-- Start of Source material --

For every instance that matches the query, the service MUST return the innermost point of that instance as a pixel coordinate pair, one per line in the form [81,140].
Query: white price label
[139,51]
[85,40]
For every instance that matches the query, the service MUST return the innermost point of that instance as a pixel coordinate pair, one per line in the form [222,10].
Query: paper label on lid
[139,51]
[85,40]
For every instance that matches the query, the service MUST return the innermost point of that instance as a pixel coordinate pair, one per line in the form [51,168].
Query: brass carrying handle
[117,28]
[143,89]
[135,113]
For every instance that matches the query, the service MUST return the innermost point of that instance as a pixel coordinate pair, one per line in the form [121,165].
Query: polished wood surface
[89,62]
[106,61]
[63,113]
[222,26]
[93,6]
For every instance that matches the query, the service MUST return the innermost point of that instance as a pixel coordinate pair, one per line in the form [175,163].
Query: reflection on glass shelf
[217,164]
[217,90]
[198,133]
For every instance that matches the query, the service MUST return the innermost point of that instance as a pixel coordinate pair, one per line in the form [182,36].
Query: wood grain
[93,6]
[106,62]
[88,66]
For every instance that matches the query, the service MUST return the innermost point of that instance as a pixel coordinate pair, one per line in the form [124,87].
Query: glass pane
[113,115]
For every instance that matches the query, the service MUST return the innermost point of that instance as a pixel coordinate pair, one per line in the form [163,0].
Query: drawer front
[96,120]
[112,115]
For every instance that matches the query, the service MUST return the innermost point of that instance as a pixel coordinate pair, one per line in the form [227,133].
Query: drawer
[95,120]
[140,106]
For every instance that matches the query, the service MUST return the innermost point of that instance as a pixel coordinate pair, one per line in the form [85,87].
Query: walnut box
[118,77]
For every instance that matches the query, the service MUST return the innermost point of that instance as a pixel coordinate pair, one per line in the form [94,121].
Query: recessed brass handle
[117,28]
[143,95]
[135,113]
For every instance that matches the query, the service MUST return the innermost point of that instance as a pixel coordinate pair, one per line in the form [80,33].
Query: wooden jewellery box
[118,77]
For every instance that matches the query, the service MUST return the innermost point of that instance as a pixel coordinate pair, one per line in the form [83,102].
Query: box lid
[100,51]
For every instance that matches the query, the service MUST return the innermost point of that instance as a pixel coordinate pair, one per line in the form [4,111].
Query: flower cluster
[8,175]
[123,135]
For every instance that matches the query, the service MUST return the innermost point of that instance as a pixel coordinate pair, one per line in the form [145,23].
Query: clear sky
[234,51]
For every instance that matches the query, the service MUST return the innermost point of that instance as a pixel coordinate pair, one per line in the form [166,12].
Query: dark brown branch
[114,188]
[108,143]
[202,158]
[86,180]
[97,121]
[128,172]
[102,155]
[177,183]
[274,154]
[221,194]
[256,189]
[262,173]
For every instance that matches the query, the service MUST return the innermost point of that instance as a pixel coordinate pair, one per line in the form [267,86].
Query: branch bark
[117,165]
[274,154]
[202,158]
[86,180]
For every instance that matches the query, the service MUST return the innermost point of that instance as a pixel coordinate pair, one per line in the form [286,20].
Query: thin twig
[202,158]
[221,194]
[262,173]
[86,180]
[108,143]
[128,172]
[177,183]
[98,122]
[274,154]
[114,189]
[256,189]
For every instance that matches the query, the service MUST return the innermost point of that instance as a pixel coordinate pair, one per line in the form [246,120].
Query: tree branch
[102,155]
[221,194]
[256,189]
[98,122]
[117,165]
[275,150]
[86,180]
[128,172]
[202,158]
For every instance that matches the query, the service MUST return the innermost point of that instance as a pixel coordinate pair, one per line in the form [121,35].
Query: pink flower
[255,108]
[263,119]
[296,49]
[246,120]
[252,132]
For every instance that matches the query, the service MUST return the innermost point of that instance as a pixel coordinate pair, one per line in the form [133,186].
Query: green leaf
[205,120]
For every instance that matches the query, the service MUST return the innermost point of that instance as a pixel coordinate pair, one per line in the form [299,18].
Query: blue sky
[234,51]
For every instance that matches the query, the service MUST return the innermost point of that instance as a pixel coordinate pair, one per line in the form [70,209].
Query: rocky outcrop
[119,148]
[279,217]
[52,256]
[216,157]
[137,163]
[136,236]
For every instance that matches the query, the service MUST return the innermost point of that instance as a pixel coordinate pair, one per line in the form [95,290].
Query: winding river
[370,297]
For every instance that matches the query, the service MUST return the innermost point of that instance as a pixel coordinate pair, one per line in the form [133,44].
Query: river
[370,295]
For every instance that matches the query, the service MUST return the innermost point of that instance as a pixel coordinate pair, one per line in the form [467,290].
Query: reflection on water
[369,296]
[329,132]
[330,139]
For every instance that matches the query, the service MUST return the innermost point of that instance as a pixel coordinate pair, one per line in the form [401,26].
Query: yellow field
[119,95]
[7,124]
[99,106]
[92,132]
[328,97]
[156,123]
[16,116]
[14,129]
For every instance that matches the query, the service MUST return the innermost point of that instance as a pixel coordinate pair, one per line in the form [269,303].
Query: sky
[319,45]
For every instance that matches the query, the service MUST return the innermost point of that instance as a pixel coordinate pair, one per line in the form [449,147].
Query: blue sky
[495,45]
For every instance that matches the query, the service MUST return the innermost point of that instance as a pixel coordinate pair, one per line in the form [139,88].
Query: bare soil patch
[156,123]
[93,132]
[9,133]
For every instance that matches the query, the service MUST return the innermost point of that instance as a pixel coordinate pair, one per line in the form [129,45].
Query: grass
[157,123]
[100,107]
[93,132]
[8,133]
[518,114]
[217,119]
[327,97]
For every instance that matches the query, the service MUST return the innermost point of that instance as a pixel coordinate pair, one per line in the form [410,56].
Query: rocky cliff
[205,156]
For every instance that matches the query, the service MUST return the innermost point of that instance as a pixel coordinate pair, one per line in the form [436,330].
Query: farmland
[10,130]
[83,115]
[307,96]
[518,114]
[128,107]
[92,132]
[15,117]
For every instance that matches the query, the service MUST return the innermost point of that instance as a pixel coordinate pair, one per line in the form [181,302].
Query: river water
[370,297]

-- End of Source material --

- **Given instruction**:
Can you reproduce all the material exactly?

- **Solution**:
For every instance that matches the query, the service MUST return the innermost point of that instance as a pixel coordinate pair, one per line in the form [81,140].
Query: white price label
[139,51]
[85,40]
For every instance that matches the query, the service MUST return the innermost point of that instance as a pixel coordinate pair, one per line in the form [222,10].
Query: paper label on lid
[139,51]
[85,40]
For every instance that matches the query, the service MUST return the innermost point of that instance as a pixel coordinate pair, one per line in the form [51,168].
Query: brass carrying handle
[117,28]
[143,89]
[135,113]
For every instance that matches the query, the service MUST return the innermost point of that instance as a pixel coordinate pair, one per line in the form [121,165].
Query: polished wood surface
[89,62]
[106,61]
[63,113]
[222,26]
[93,6]
For every instance that matches the query, the service MUST return the innermost point of that instance as a pixel coordinate pair, one per line in the form [175,163].
Query: reflection on glass shelf
[217,164]
[217,90]
[198,133]
For every instance that matches the query, the service MUST return the innermost point of that instance as a pixel coordinate pair, one per line in the form [182,36].
Query: wood grain
[93,6]
[106,62]
[88,66]
For every instance that matches the query, the service MUST return the innermost point of that instance as a pixel coordinate pair, one per line in the form [124,87].
Query: glass pane
[113,115]
For every instance that matches the query, the service MUST return the innermost point of that instance as a pixel coordinate pair, one per line in the form [163,0].
Query: drawer front
[96,120]
[112,115]
For every instance that matches the query, the service MUST return the innermost point of that instance as a pixel coordinate pair, one per line in the form [227,133].
Query: drawer
[95,120]
[140,106]
For every instance that matches the query, the service MUST return the innermost point of that instance as a pixel coordinate pair, one per line in the form [85,87].
Query: walnut box
[118,77]
For every instance that matches the query, the service MUST return the innermost point of that instance as a pixel coordinate pair, one per line in the form [94,121].
Query: recessed brass handle
[117,28]
[143,95]
[135,113]
For every instance that matches the query, the service MUST return the innermost point of that instance as a pixel coordinate pair, one per line in the form [80,33].
Query: wooden jewellery box
[118,77]
For every instance that matches the query, the service MUST return the innermost point of that instance as a pixel coordinate pair, one per line in the form [83,102].
Query: box lid
[100,51]
For every instance that matches the query, the service MUST return the innermost point of that instance as a pixel coordinate pair, one per line in the form [4,111].
Query: flower cluster
[8,175]
[123,135]
For every instance that matches the query, the service MUST return the innermost point of that instance as a pixel coordinate pair, one per line in the form [145,23].
Query: clear sky
[234,51]
For every instance that matches the query, the service MUST return the innermost point of that instance as a pixel coordinate pair, one per line in the form [166,12].
Query: dark brown branch
[114,188]
[108,143]
[202,158]
[86,180]
[97,121]
[128,172]
[102,155]
[177,183]
[274,154]
[221,194]
[256,189]
[262,173]
For every instance that matches the query, the service MUST return the innermost point of that instance as a pixel coordinate pair, one per line in the form [267,86].
Query: branch bark
[117,165]
[274,154]
[202,158]
[86,180]
For every instance that matches the query, the service MUST return the innermost point of that instance as a pixel coordinate pair, one per line in the form [286,20].
Query: thin twig
[202,158]
[221,194]
[262,173]
[86,180]
[108,143]
[128,172]
[177,183]
[98,122]
[274,154]
[114,189]
[256,189]
For every instance that matches the query, the service MUST return the innermost point of that instance as a pixel coordinate pair, one per line in the form [246,120].
Query: tree branch
[102,155]
[221,194]
[256,189]
[98,122]
[117,165]
[275,150]
[86,180]
[128,172]
[202,158]
For every instance that matches the query, the service MUST return the innermost point of that instance as a pixel coordinate pair, one per line in the form [121,35].
Query: pink flower
[255,108]
[263,119]
[296,49]
[246,120]
[252,132]
For every instance that matches the query, the service MUST return the innermost point of that instance as a pixel coordinate pair, one per line in the form [133,186].
Query: green leaf
[205,120]
For every instance that matches the query, the service MUST return the innermost point of that instance as a pixel coordinate pair, one per line in the form [299,18].
Query: blue sky
[234,51]
For every instance that matches the query, the service MUST return the innermost point of that instance as a pixel coordinate pair, one per line in the form [70,209].
Query: rocky outcrop
[119,148]
[279,217]
[52,256]
[216,157]
[137,163]
[136,236]
For every instance that matches the query, the service MUST return the innermost point of that instance as a pixel coordinate pair, one per line in the form [95,290].
Query: winding river
[370,297]
For every instance that matches the query, the service MUST return the innermost point of that instance as a pixel coordinate pair, one per line in the form [133,44].
Query: river
[370,295]
For every instance that matches the query, the service MUST return the innermost point of that instance as a pixel coordinate pair, one per line in the form [467,290].
Query: reflection on water
[369,296]
[329,132]
[330,139]
For every instance that matches the query, the service MUST return the innermost point of that instance as a pixel coordinate pair, one per line in the form [401,26].
Query: yellow field
[119,95]
[7,124]
[99,106]
[92,132]
[328,97]
[156,123]
[16,116]
[14,129]
For every instance that matches the query, the service MUST return the innermost point of that instance as a pixel coordinate pair, one per line in the form [269,303].
Query: sky
[319,45]
For every instance that matches the query, the service MUST return the innermost point of that instance as a pixel coordinate pair, one per line in the form [449,147].
Query: blue sky
[495,45]
For every instance that matches the query, the service MUST return the innermost point of that instance as a pixel coordinate pair, one per line in the form [139,88].
Query: bare soil patch
[156,123]
[93,132]
[9,133]
For every instance that matches the query, the service MUST return the innermost point of that instance as a pixel coordinate pair, one per line in the form [129,45].
Query: grass
[157,123]
[100,107]
[93,132]
[8,133]
[518,114]
[217,119]
[327,97]
For every instance that matches the query, the service MUST return the innermost point of that instance as a pixel coordinate pair, one per line in the form [410,56].
Query: rocky cliff
[205,156]
For every instance that matches the query, the service MUST return the innermost point of that instance as a pixel coordinate pair, one per line in the form [436,330].
Query: farmland
[10,130]
[83,115]
[307,96]
[518,114]
[128,107]
[92,132]
[15,117]
For every instance that matches the query, the service MUST return the innermost point of that instance as a pixel coordinate pair, one per line in the form [181,302].
Query: river water
[370,297]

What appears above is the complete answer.